Bloque de texto:
¡Este domingo de la Ascensión sintamos la alegría de tener glorificado a nuestro Hermano Mayor, Jesús Resucitado, que no deja nunca de interceder por nosotros! ¡Ha resucitado el Señor que murió en la Cruz, está sentado a la derecha del Padre y nos acompaña, por el Espíritu Santo Defensor! Nos acompaña y nos espera. Al final de la vida y de la historia, ¡Alguien nos espera! ¡No lo dudemos!
Recordemos que nunca estamos solos. Cristo desde la gloria del Padre, nos guía a través de su Espíritu Santo. Es bueno acoger con humildad y reverencia al Espíritu que Cristo nos promete y dejarnos conducir por su aliento de libertad y su fuego de caridad ardiente. Deberíamos ser más espirituales, cuidar nuestra vida espiritual, y dejarnos guiar por el Espíritu. Aquel don del Padre y del Hijo que habita en nuestro interior y silenciosamente nos va guiando hacia la plenitud de la verdad y nos va transformando en amigos de Dios e imágenes de Cristo. Él nos da las palabras adecuadas y nos hace valientes en los combates de la fe. Por el bautismo y la confirmación se ha hecho compañero invisible pero real de nuestra vida para siempre. Nunca estamos solos, y por la Eucaristía nos regala de nuevo su presencia porque quiere llenar de gozo toda nuestra vida, todos los días, y hasta el fin de los tiempos.

Datos guardados:
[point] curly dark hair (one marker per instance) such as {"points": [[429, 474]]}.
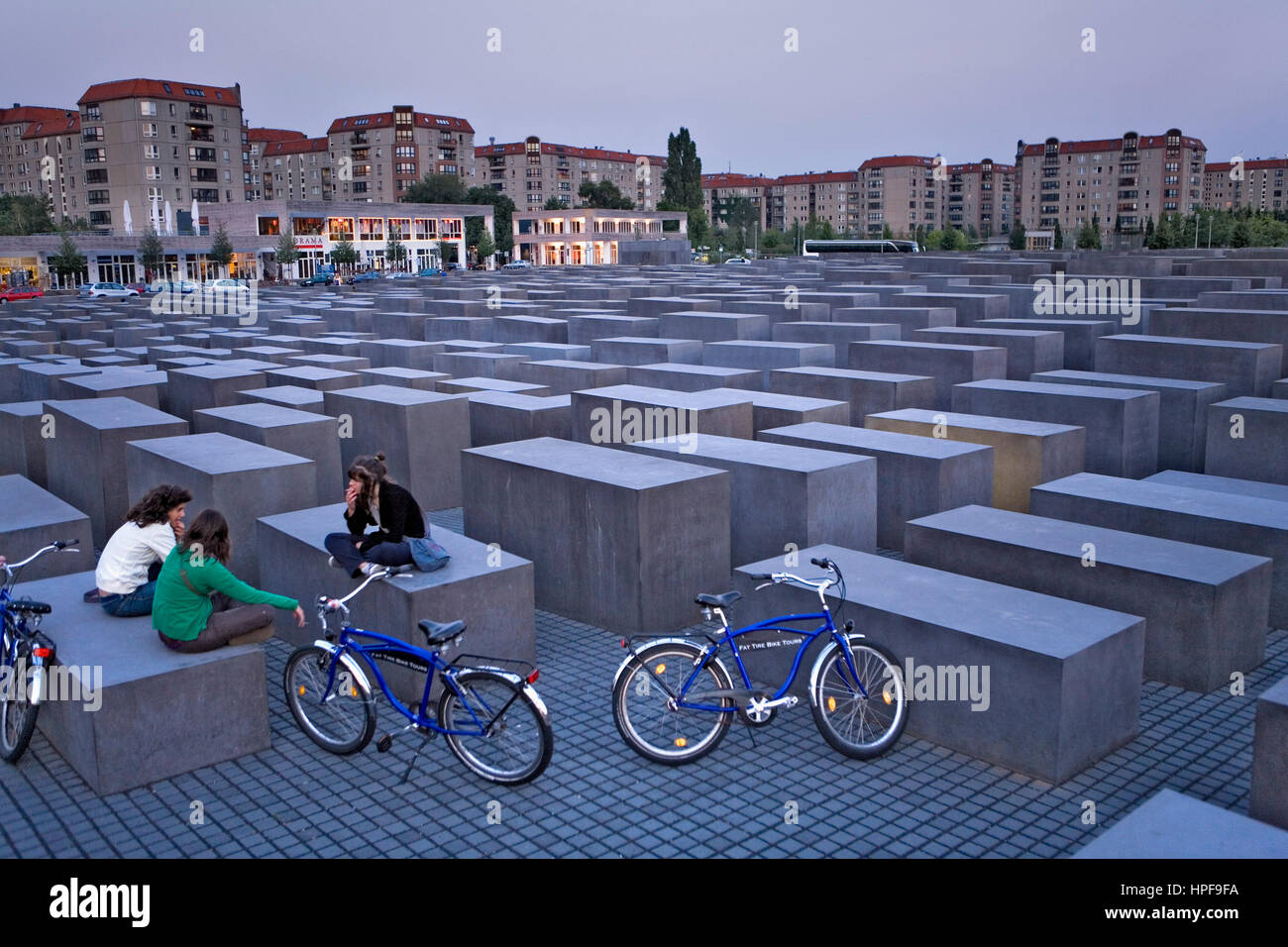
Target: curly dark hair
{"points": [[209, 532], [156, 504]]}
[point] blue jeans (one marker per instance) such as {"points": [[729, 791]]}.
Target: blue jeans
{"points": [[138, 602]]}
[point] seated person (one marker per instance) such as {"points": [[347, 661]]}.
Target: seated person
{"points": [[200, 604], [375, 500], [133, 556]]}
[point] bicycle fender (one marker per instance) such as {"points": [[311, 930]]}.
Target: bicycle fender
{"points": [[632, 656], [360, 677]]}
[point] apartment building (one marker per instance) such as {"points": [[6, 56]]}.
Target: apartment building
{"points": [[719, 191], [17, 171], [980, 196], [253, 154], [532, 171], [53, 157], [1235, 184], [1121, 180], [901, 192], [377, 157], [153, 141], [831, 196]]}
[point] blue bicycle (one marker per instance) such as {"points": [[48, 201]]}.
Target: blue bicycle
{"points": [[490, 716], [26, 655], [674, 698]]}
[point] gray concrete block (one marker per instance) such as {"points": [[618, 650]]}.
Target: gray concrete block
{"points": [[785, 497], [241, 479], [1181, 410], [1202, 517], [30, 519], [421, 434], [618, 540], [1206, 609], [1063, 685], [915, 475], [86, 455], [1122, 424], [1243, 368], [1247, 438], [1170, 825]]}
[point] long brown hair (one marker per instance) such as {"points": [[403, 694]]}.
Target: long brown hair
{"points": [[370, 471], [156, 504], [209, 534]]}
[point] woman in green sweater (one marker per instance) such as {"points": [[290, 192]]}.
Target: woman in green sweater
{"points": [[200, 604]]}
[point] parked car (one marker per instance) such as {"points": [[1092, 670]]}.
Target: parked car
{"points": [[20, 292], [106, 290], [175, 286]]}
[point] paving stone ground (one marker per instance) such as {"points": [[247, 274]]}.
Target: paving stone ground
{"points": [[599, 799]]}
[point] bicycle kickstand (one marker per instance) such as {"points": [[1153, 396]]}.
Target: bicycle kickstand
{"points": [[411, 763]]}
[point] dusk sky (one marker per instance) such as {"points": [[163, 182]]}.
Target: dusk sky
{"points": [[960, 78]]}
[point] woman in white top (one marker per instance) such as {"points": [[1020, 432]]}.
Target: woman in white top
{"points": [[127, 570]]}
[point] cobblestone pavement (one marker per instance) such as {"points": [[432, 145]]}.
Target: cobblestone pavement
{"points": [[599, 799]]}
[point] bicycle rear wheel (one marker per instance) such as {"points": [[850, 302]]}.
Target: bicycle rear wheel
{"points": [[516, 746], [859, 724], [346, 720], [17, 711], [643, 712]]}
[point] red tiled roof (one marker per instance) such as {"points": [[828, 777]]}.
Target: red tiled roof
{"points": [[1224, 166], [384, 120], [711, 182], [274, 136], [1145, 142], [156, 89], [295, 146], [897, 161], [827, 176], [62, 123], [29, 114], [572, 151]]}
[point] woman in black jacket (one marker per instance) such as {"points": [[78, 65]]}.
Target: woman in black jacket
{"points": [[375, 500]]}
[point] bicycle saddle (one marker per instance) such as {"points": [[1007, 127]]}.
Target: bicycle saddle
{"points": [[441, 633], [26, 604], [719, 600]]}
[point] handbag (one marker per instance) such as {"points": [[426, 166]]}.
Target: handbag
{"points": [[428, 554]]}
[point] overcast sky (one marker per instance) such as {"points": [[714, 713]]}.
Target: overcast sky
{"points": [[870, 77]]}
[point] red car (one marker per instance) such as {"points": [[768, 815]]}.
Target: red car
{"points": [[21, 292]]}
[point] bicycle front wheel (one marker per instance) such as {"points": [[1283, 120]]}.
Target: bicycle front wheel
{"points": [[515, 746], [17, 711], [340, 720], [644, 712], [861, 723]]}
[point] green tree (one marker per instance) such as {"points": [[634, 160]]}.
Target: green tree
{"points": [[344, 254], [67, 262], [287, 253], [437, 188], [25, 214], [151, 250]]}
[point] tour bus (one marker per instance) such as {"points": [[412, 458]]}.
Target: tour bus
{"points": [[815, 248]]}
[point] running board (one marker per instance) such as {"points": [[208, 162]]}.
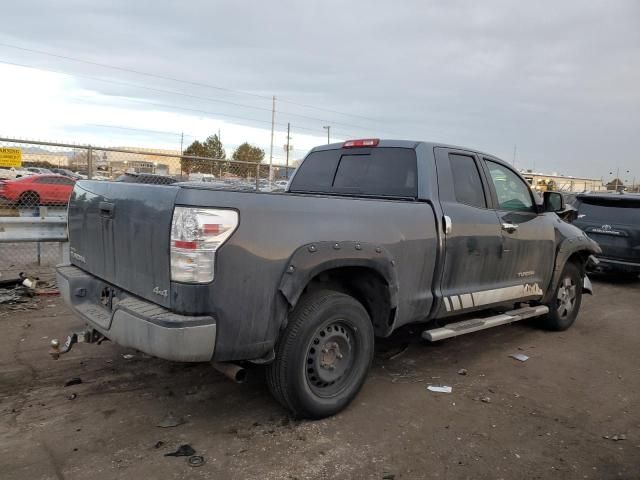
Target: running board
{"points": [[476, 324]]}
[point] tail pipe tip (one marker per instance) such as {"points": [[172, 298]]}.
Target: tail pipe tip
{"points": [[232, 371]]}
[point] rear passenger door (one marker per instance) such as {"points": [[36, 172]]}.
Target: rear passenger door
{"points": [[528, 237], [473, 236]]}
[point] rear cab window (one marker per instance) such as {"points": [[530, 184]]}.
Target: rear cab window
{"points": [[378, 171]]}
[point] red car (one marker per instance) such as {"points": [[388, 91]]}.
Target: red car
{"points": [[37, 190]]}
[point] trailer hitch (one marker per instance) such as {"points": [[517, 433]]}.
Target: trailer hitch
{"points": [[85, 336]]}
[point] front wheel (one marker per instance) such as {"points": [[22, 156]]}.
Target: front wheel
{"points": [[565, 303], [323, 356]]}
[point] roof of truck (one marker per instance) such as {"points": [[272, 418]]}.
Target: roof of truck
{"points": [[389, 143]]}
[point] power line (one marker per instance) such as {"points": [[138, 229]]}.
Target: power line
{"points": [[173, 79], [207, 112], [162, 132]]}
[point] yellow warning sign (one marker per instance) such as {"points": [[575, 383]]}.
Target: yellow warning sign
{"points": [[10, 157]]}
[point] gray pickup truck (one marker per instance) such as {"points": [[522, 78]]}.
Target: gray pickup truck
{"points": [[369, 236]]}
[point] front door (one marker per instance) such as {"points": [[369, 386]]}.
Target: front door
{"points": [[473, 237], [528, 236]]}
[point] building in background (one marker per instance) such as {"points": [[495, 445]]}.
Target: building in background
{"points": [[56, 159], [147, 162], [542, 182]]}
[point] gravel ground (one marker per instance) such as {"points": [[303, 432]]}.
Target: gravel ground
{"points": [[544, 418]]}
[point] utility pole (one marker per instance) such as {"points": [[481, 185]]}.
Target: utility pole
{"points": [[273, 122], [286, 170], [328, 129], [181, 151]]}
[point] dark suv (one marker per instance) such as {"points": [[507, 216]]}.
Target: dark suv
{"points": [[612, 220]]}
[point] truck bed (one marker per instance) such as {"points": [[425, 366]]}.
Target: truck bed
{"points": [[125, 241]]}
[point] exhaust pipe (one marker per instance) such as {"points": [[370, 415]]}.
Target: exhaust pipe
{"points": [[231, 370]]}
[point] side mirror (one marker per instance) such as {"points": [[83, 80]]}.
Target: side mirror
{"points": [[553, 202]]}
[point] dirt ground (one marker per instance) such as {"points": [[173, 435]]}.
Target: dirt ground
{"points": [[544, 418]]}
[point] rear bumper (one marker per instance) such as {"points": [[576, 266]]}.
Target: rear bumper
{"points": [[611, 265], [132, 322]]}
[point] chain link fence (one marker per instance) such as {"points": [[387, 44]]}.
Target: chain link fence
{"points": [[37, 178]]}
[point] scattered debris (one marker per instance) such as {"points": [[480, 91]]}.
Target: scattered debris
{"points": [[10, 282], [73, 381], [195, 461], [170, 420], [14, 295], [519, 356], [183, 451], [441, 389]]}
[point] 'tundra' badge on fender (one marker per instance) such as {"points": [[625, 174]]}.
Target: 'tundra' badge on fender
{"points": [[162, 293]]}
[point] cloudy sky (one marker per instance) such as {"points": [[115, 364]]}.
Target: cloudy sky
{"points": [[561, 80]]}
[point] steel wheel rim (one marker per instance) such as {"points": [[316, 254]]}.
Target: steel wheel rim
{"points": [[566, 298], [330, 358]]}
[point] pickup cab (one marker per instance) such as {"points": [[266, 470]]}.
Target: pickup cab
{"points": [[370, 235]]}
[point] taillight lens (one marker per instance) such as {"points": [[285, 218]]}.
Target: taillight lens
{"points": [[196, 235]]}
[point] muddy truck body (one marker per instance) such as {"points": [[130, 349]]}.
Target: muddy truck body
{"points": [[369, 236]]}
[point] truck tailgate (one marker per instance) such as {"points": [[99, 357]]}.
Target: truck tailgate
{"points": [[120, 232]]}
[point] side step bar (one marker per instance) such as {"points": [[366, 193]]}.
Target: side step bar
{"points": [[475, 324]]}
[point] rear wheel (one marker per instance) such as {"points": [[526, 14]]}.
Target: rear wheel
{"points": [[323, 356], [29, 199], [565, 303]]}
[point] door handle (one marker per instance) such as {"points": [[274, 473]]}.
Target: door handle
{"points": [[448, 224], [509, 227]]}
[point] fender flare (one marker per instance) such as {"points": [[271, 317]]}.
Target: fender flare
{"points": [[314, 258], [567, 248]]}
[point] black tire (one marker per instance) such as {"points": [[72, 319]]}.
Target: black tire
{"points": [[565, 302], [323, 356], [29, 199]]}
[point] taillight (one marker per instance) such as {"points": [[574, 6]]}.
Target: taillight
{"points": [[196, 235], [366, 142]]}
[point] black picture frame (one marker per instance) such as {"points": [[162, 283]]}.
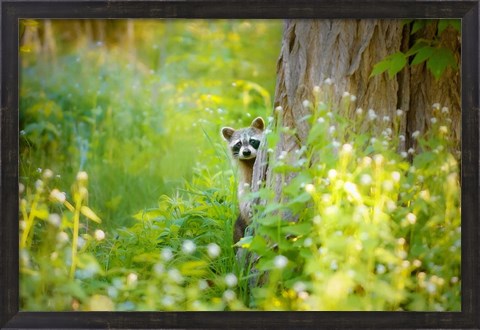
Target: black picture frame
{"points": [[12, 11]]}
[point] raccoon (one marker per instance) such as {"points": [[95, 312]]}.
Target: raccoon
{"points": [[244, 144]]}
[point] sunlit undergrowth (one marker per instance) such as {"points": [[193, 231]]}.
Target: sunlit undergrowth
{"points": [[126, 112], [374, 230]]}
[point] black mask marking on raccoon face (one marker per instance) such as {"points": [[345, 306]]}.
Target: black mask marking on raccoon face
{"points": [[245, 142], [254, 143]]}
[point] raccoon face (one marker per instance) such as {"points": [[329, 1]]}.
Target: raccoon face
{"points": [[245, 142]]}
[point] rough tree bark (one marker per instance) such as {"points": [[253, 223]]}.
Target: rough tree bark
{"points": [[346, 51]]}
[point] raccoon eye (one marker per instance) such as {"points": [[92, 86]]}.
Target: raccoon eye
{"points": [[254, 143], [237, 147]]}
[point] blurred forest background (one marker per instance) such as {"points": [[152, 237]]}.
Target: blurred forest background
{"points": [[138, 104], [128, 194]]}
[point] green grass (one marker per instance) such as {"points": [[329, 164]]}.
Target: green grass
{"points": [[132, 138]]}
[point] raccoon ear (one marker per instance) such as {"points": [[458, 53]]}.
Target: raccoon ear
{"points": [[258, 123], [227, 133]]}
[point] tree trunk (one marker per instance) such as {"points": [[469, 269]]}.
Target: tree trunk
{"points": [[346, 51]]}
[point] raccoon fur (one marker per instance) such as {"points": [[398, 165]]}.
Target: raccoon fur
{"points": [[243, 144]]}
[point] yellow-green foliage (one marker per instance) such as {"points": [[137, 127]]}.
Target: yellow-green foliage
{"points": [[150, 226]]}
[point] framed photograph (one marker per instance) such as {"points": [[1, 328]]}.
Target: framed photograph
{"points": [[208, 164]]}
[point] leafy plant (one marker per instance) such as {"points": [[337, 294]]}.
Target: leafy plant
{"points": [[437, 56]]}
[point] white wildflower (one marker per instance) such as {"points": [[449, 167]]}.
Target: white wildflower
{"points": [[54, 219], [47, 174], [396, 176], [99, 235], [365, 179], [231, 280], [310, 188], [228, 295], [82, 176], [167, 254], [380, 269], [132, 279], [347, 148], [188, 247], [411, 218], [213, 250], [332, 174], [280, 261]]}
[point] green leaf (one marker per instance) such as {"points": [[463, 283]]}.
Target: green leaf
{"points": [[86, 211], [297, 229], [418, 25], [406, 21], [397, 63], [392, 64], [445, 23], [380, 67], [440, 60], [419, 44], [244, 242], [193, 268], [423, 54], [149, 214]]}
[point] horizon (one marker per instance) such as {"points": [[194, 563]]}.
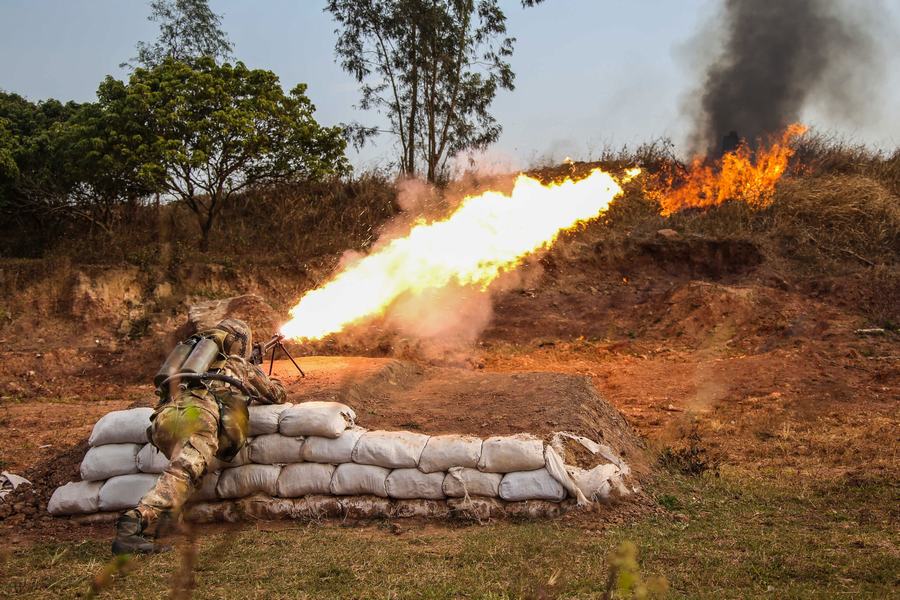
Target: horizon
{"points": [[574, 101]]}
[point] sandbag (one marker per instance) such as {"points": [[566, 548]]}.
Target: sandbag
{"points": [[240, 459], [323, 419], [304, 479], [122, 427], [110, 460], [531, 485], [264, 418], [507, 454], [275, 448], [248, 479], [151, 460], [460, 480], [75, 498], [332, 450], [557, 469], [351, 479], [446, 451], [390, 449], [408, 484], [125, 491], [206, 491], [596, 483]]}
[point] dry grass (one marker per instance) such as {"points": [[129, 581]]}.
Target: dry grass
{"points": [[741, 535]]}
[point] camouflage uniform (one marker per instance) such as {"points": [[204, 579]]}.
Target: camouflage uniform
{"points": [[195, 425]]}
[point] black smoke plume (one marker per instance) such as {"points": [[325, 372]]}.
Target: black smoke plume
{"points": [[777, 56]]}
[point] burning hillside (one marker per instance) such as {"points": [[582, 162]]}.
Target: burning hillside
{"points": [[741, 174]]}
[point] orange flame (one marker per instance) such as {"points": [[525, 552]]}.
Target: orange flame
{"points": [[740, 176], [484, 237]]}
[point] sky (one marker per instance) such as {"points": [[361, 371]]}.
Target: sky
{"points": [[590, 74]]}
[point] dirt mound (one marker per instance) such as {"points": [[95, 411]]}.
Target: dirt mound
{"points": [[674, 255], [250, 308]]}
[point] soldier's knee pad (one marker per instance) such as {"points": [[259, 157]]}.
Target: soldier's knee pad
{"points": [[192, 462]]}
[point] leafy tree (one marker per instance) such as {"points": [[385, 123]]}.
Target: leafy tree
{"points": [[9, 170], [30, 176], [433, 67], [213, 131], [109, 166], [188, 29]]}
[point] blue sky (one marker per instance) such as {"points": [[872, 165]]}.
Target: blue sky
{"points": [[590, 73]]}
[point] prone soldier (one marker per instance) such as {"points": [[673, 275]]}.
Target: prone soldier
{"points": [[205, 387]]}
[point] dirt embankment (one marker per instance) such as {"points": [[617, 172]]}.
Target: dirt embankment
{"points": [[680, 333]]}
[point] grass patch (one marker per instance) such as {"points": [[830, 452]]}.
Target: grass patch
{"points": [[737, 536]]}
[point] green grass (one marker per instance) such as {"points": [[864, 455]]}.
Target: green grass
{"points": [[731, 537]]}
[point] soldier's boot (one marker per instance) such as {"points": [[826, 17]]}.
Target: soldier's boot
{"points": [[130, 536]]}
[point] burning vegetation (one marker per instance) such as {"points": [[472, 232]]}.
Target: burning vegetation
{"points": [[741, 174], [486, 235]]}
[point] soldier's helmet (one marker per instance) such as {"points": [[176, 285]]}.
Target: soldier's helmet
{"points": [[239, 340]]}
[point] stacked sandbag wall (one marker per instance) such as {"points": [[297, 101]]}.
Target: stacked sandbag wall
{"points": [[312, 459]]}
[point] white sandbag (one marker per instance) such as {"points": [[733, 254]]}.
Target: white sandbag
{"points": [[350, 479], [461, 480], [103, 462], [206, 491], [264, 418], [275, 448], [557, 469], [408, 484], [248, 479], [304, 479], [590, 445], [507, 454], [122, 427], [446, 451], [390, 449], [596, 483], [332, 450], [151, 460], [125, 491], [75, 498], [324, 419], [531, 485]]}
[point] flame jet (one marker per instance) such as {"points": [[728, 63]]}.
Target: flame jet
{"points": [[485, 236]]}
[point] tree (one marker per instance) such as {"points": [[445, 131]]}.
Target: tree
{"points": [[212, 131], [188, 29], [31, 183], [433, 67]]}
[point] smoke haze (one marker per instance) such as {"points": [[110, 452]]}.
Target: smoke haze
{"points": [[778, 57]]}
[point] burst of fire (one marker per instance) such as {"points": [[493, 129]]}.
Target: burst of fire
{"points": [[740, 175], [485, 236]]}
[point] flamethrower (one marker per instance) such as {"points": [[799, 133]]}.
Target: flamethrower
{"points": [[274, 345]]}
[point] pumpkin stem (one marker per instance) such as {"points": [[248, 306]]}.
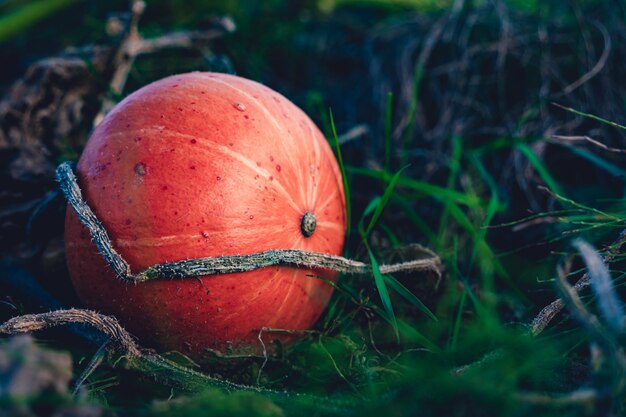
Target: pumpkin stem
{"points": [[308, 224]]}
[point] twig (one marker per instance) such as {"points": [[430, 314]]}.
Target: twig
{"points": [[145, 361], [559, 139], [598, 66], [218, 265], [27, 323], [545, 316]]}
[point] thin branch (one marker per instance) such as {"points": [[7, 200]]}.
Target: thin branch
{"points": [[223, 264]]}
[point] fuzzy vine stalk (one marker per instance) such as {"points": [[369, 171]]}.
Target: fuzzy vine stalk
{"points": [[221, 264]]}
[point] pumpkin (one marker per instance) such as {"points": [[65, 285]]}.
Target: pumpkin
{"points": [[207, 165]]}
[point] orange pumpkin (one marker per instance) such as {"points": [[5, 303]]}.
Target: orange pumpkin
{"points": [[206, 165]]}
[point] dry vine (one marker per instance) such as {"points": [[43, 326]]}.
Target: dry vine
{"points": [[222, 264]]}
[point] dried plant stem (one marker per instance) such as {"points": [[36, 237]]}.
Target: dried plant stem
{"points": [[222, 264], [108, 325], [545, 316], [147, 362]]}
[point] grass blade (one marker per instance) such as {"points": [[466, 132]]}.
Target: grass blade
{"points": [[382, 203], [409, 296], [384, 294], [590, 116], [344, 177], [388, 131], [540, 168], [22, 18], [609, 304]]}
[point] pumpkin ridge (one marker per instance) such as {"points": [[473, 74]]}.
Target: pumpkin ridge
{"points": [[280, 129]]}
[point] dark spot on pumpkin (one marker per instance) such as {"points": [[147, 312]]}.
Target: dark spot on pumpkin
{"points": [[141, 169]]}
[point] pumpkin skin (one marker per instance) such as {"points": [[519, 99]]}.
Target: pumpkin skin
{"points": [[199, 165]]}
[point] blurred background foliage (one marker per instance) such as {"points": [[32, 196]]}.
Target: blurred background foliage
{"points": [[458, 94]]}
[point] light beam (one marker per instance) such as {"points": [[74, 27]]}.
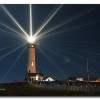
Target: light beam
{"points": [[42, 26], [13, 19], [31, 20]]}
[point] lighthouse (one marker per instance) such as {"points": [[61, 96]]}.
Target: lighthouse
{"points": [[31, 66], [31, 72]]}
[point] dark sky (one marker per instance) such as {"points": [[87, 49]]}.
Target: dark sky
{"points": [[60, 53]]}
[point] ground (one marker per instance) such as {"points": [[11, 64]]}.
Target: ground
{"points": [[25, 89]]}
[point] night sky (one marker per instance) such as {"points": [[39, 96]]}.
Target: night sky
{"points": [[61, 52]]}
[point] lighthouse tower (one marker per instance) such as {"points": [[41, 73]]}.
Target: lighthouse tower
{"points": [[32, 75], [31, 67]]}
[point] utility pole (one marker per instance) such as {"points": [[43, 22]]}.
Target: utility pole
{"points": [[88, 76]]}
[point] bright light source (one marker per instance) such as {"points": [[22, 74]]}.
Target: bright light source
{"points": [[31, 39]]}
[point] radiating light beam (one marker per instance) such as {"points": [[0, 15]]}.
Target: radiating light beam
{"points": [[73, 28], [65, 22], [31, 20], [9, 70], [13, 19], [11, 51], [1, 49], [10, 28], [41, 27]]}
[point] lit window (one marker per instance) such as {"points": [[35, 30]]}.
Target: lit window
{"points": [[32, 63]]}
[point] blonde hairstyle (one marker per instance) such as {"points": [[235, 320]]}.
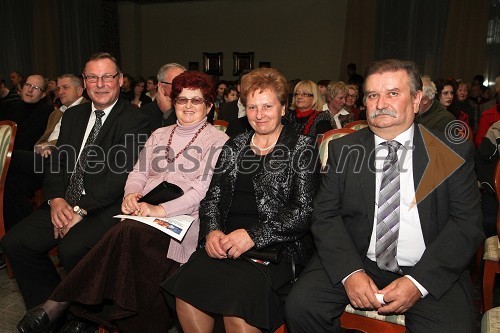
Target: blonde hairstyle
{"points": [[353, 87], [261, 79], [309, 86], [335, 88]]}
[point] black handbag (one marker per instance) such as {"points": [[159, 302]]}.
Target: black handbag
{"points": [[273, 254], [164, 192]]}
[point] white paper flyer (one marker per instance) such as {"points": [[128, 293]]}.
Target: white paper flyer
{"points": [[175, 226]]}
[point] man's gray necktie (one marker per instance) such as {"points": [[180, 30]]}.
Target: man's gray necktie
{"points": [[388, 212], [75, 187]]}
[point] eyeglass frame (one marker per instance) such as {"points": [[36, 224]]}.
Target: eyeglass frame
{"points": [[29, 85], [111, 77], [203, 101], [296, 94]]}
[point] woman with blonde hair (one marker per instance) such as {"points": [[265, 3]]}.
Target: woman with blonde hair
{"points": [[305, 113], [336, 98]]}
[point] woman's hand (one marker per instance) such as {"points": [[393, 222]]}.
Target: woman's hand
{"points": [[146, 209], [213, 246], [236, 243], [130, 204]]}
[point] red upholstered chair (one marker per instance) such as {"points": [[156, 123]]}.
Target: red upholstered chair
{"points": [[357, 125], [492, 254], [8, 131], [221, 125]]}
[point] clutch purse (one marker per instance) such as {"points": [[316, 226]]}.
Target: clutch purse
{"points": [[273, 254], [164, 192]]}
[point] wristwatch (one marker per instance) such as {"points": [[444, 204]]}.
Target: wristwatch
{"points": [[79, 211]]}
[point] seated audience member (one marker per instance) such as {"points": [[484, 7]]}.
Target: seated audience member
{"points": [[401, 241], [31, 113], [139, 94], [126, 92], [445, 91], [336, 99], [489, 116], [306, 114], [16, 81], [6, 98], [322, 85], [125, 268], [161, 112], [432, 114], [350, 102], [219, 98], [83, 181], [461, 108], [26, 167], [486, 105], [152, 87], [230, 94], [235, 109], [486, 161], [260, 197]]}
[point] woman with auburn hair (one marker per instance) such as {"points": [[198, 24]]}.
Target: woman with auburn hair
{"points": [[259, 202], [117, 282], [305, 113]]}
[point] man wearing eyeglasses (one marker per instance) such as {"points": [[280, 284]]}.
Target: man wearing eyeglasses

Tarea a realizar:
Retoma la reflexión sobre la Ascensión y continúala a partir de su última oración.

Espacio de respuesta:
La Ascensión nos lleva a valorar el sacramento de la presencia real del Señor entre nosotros. Sí, subió al cielo, y está glorificado, pero quedó con nosotros, por la gracia, por el milagro de la eucaristía. La eucaristía es el gran testamento de Cristo que nos une a Dios y nos hace a todos hermanos, que suprime las diferencias y nos hace probar lo que será definitivamente el banquete del Reino, cuando ya no habrá separaciones y todo habrá sido perdonado y redimido. De la Eucaristía nace una fuerza que derriba los muros de las separaciones humanas y nos hace ir a lo esencial… que es el amor de Dios revelado y entregado en Cristo. “En el mundo tendréis luchas; pero tened valor: yo he vencido al mundo” (Jn 16,33). ¡Qué fuerza de transformación y de liberación tiene toda Eucaristía! Nunca deberíamos celebrarla indiferentes, ni debería dejarnos igual como hemos llegado, ni insensibles a los hermanos que sufren, o tristes y sin esperanza. Es la fortaleza de los mártires y la alegría del caminante. Su potencial transformador viene del Espíritu Santo que se nos comunica.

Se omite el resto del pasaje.